> SELECTION:
Re: [csswg-drafts] Interpolate values between breakpoints (#6245)

This seems very related to this issue I opened last month: https://github.com/w3c/csswg-drafts/issues/11530

I’m still digesting @tabatkins' proposal in https://github.com/w3c/csswg-drafts/issues/6245#issuecomment-2661545284 so apologies if I’ve missed something.

While not a strong objection, I’m not crazy about the idea of introducing even more functions. I don't see a strong disambiguation reason to do so (color stop positions can just always come after the value), and it makes the language harder for authors. Much easier to find what they are looking for when there is a 1-1 mapping of functions to purposes (it's already suboptimal that we need to have multiple functions for each interpolated type, but I understand the reasons for this…). Conceptually, "I want to interpolate between A and B" is not that different from "I want to interpolate between A, B, and C" to warrant a whole different function.

I do agree that mixing and interpolation do seem like fundamentally different concepts. However, do we actually _need_ mixing versions for other types of values? For color, mixing has an established meaning in the physical world, but I don't think anyone thinks about mixing `<length>` or `<number>` units. What does that even mean? And I’m not even sure the concept makes sense for images, at least any more than interpolation. We _generally_ don't add nontrivial features for completeness' sake, so if there are no use cases for mixing anything other than colors, then we shouldn't have these.

> TASK GOAL:
Copy the comment again starting with "I’m still digesting" and going on through "whole different function.", and switch "authors" to "developers" each time it occurs. Base every response solely on the comment itself.

> DATASET CONTENT:
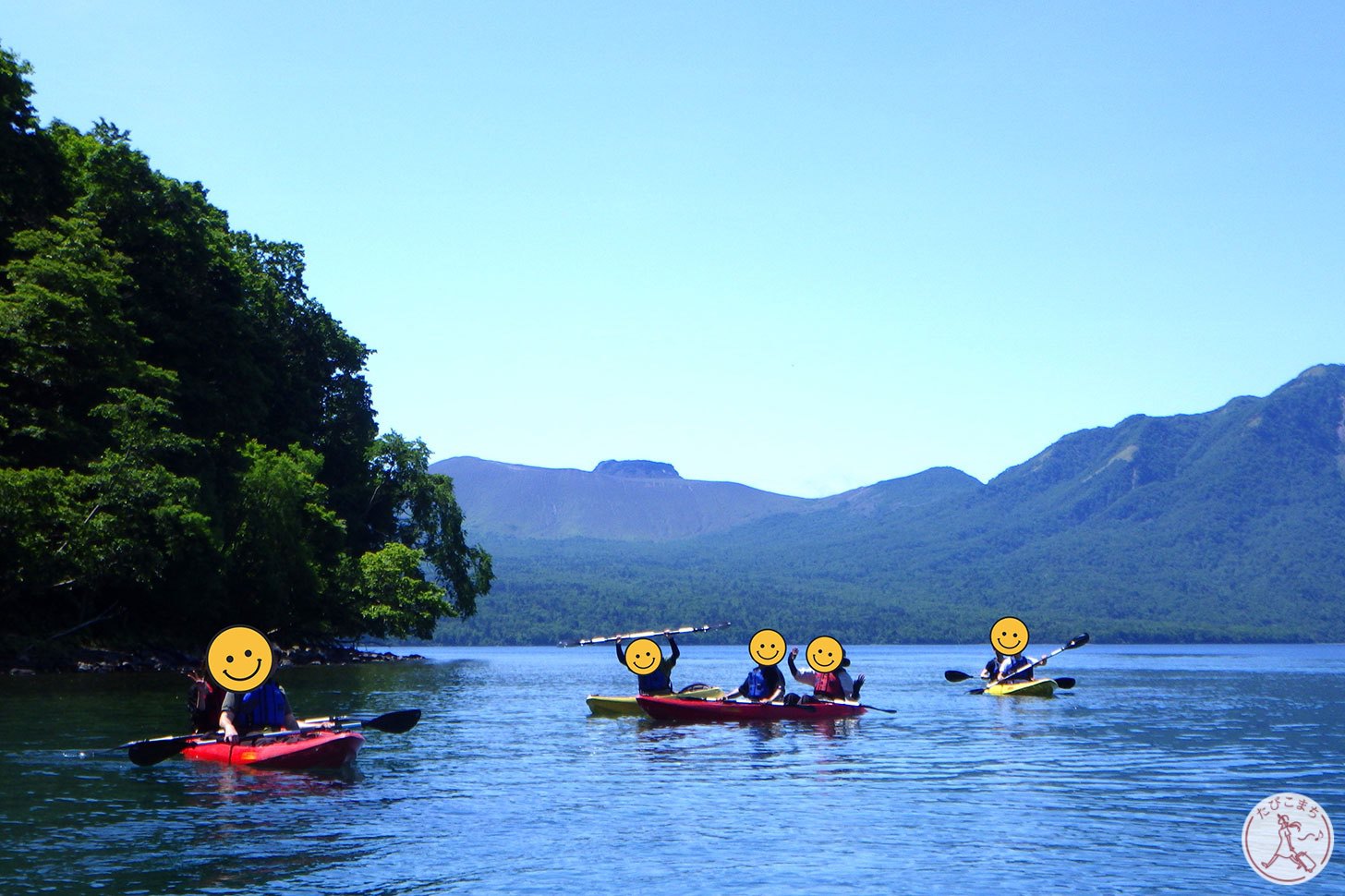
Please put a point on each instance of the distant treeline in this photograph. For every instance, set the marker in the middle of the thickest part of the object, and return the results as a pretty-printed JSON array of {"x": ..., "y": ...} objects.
[{"x": 186, "y": 435}]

> RESULT FOR THIS TASK:
I’m still digesting @tabatkins' proposal in https://github.com/w3c/csswg-drafts/issues/6245#issuecomment-2661545284 so apologies if I’ve missed something.

While not a strong objection, I’m not crazy about the idea of introducing even more functions. I don't see a strong disambiguation reason to do so (color stop positions can just always come after the value), and it makes the language harder for developers. Much easier to find what they are looking for when there is a 1-1 mapping of functions to purposes (it's already suboptimal that we need to have multiple functions for each interpolated type, but I understand the reasons for this…). Conceptually, "I want to interpolate between A and B" is not that different from "I want to interpolate between A, B, and C" to warrant a whole different function.